■ READING PASSAGE
____________

Re: WI today /Thurs 3/27

Stayed the same 143. I'm 12 1bs under my ww goal. Would like 2 or 3 more loss for a big bumper for cruise so my goal this week is to be very good. I go on my 8 day cruise in 9 days. I dont want to come home and my clothes not fit.

Re: WI today /Thurs 3/27

Lorraine
news flash for you...
Your body just might not budge another lb, so don't give yourself to much cushion to eat on a cruise.

Have a great time, choose your foods accordingly to program and make sure when your out at sea, walk the walking deck...

I've been on 4 cruises, didn't go near the midnite
buffet, stayed away from the ice cream machines that are flowing all over the ship and I walked in the morning.
got off the ship Went to WW and lost 2 lbs.

The 3 to 5 I'm holding under goal is all my body will tolerate, no matter what I do or eat, I can't lose
anymore.. the ol bod won't budge..

and sounds like your body is telling you to stop, and just maintain what you have.. just like mine is telling me...

____________

■ DATASET CONTENT

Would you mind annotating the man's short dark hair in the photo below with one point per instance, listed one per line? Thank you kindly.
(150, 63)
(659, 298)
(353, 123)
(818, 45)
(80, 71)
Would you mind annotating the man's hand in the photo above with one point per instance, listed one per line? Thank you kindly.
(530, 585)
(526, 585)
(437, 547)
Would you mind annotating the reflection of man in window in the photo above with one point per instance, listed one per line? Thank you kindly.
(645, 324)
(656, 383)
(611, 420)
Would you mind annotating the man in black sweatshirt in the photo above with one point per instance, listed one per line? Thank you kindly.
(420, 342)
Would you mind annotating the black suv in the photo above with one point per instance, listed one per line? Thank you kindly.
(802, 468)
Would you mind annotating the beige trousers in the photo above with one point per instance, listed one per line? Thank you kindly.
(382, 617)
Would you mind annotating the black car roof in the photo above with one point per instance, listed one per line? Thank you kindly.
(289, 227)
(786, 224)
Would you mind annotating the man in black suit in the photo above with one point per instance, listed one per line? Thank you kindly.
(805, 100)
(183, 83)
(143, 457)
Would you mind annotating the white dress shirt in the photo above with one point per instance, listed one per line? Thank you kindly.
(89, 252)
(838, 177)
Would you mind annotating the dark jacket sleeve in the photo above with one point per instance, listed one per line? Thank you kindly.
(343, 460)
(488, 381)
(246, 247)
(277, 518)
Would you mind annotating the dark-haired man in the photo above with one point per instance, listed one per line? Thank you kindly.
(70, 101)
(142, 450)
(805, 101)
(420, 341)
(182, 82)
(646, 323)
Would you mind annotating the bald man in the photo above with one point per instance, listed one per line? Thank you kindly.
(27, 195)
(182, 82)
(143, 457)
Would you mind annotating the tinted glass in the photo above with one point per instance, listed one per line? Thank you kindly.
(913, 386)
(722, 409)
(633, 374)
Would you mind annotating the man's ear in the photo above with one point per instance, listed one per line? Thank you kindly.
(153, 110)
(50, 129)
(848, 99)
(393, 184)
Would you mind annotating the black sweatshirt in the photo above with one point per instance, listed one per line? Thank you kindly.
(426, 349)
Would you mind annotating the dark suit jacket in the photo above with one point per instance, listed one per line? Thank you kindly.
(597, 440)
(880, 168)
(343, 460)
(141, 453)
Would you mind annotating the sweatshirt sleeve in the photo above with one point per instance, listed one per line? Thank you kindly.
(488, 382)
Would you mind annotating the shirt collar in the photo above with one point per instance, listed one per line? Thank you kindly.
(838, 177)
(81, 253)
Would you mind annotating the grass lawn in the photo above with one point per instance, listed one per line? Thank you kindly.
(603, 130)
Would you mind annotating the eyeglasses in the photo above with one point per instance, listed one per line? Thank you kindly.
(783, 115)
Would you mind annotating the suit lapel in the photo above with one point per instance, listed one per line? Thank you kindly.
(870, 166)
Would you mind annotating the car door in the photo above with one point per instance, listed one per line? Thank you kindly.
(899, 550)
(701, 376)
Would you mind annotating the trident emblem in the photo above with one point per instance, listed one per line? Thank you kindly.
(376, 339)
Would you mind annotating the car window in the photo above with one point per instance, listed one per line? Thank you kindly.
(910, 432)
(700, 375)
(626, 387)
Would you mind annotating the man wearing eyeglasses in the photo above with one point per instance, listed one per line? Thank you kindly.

____________

■ EXERCISE A
In the forum thread about the weigh-in, retype the passage starting with "got off the" and going on through "is telling me...".
■ EXERCISE B
According to the forum thread about the weigh-in, why is the first writer's goal this week to be very good?

■ FINISHED ANSWER A
got off the ship Went to WW and lost 2 lbs.

The 3 to 5 I'm holding under goal is all my body will tolerate, no matter what I do or eat, I can't lose
anymore.. the ol bod won't budge..

and sounds like your body is telling you to stop, and just maintain what you have.. just like mine is telling me...

■ FINISHED ANSWER B
She would like to lose 2 or 3 more pounds as a big bumper for her 8-day cruise, which starts in 9 days. She doesn't want to come home and find her clothes don't fit.